EXCERPT PROVIDED:
- - - - -

Your story made me cry. Thanks for taking the time to post this. I'm so sorry for you and Gizzy but you were such a good mom to him.
Zoey had some health problems and I know how frustrating and scary it is. It took almost a year and 4 vets to get her diagnosed with IBD. TG she is doing OK now. She's my million dollar dog and I don't regret one penny. I'll always wonder if the menu foods recall caused problems for her even though the vets said they doubted it. Zoey also ate some of the tainted food.
Thanks again and hugs to you!


----------



## CeeCee's Mom (Sep 14, 2006)

What a sad and wonderful story at the same time. My heart ached for you losing Gizzy but what you did for everyone else's pet is just plain wonderful!!!! Cudos to you and your sweet baby!!! I have a Gizzy too, she is a little Exotic cat that is five years old!!!! I love the name and I will forever remember your story. Thank you for being so brave to put pen to paper so to speak and tell us this extraordinary heartfelt story of Gizzy......he had a great Mommy!!!!!!


----------



## k/c mom (Oct 9, 2004)

Your story brought tears to my eyes. Thank you so much for taking the time to tell Gizzy's story. :grouphug:


----------



## gizzy's mom (Jun 3, 2008)

Thanks so much Sher for fixing the post so it was easier read ! LOL My wittle finger went click and my brain said.......uh oh LOL...
:new_shocked:


----------



## kathym (Aug 5, 2006)

:smcry: :grouphug: THANK YOU FOR SHARING YOUR STORY WITH US ABOUT SWEET GIZZY .HOPEFULLY THEY WILL FIND A CURE SOON .


----------



## gizzy's mom (Jun 3, 2008)

> Your story made me cry. Thanks for taking the time to post this. I'm so sorry for you and Gizzy but you were such a good mom to him.
> Zoey had some health problems and I know how frustrating and scary it is. It took almost a year and 4 vets to get her diagnosed with IBD. TG she is doing OK now. She's my million dollar dog and I don't regret one penny. I'll always wonder if the menu foods recall caused problems for her even though the vets said they doubted it. Zoey also ate some of the tainted food.

- - - - -

RECORDS PROVIDED:
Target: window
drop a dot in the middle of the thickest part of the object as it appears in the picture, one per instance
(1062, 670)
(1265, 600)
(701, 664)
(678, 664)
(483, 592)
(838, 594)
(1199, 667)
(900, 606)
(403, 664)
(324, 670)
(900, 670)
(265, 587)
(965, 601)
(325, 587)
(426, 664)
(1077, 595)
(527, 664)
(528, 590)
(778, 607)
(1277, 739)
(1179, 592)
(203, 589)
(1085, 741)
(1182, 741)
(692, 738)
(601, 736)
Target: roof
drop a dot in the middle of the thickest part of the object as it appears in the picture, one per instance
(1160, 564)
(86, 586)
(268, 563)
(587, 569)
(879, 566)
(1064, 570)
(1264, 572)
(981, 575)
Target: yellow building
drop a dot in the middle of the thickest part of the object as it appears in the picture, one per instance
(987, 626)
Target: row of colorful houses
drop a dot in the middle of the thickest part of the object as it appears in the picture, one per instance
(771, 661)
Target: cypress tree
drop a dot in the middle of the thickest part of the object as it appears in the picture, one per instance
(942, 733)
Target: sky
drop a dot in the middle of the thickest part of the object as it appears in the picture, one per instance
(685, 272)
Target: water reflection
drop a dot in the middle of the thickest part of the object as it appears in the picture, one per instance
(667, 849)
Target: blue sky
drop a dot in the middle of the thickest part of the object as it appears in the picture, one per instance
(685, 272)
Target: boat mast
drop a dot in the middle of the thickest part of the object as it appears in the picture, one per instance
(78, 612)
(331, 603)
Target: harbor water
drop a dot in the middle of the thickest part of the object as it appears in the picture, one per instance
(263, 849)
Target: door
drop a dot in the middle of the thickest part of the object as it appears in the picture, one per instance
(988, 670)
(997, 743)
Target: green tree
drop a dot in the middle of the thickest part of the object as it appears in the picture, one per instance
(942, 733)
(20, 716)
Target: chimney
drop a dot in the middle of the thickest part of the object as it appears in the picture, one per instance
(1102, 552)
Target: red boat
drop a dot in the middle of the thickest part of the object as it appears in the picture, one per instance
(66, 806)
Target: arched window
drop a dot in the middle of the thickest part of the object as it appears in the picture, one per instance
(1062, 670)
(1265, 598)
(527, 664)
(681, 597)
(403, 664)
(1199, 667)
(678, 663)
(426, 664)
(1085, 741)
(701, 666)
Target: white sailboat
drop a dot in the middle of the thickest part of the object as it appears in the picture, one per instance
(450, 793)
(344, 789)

- - - - -

THINGS TO DO:
**A)** From the forum thread about Gizzy, copy the passage starting at "Thanks so much" and ending at "(Aug 5, 2006)".
**B)** In the forum thread about Gizzy, how many vets did it take to get Zoey diagnosed with IBD?

ANSWERS TO THE EXERCISE:
**A)**
Thanks so much Sher for fixing the post so it was easier read ! LOL My wittle finger went click and my brain said.......uh oh LOL...
:new_shocked:


----------



## kathym (Aug 5, 2006)

**B)** Four vets.